** EXTRACTO DE LA PÁGINA **
------------------------------------------------------------

Las calles están vacías de tráfico debido a la escasez de turistas y la falta de combustible. Las insuficientes reservas de dólares para pagar las importaciones de petróleo, junto con el acaparamiento de diésel por parte del régimen, han provocado un aumento de la escasez en todo el país.
Ahora que la carretera desde Yangon está cortada, es aún más difícil conseguir combustible, ya que el coste del litro de gasolina se ha multiplicado por diez en el último mes. Se vende aún más en el mercado negro. El gas para cocinar también se está agotando y la gente se está abasteciendo de carbón vegetal.
Pronto los hoteles se quedarán sin combustible para sus generadores de energía. Si la escasez continúa hasta la cosecha de arroz, no habrá nada para alimentar a las cosechadoras. Como dijo a JJCC un empresario: “No pasa nada. Ni comida, ni combustible, ni medicinas. ¿Cómo esperan que sobrevivamos?”.
¿Cuáles son las razones de las restricciones?
En el pueblo pesquero de Jade Taw, en el extremo sur de la playa de Ngapali, las cosas son aún más desesperadas. Aquí, la tierra se adentra en el mar, y a ambos lados de la península hay cien o más barcos pesqueros a los que se les ha prohibido salir de la costa.
Esta parte del estado sureño de Rakhine es el mayor exportador de pescado de la región, y el 90% se exporta por carretera a Yangon, Tailandia y China. En circunstancias normales, los barcos iban y venían durante el día y la noche, pero con una cañonera de la marina patrullando el horizonte, ninguno se atrevía a aventurarse. Al parecer se han realizado disparos de advertencia.
Un joven pescador, que trabaja en un barco camaronero con otras cinco personas, describe cómo el barco salía cada noche y regresaba por la mañana con la pesca completa. Ahora, dice, no le queda más que dormir en el barco y esperar. En la aldea, los hombres reparan redes, afilan cuchillos o se tumban en hamacas dentro de chozas de ratán, con la esperanza de que se levante el embargo. Los perros flacos merodean en busca de gachas de arroz, si es que se puede prescindir de ellas.
El motivo de estas restricciones depende de a quién le pregunte. La mayoría de los residentes le dirán que los militares temen que se entreguen envíos de armas al ejército de Arakan en el norte. Otros sugieren que al régimen le preocupa que pueda estallar la violencia aquí, abriendo otro frente más en el conflicto en expansión. Algunos lo ven como un castigo colectivo al pueblo de Rakhine después de que la ofensiva de octubre pusiera fin a un alto el fuego informal entre el ejército de Arakan y la junta.

------------------------------------------------------------

** TAREAS DEL EJERCICIO **
1. Según el extracto, ¿por cuánto se ha multiplicado el coste del litro de gasolina en el último mes?
2. Por favor, copia el pasaje del extracto entre "Las calles están" y "todo el país.", ambos incluidos, y sustituye "turistas" por "visitantes".

------------------------------------------------------------

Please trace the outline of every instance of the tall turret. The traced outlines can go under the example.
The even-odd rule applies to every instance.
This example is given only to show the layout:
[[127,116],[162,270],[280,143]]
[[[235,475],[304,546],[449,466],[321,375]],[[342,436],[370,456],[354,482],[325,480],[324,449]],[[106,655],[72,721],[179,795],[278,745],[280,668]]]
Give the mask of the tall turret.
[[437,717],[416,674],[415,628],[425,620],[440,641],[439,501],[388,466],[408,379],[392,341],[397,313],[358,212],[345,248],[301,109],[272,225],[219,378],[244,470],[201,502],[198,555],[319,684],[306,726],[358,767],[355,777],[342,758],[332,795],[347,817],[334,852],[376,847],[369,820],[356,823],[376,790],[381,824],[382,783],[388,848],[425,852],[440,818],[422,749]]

------------------------------------------------------------

** RESPUESTAS ESCRITAS **
1. Por diez.

2.
Las calles están vacías de tráfico debido a la escasez de visitantes y la falta de combustible. Las insuficientes reservas de dólares para pagar las importaciones de petróleo, junto con el acaparamiento de diésel por parte del régimen, han provocado un aumento de la escasez en todo el país.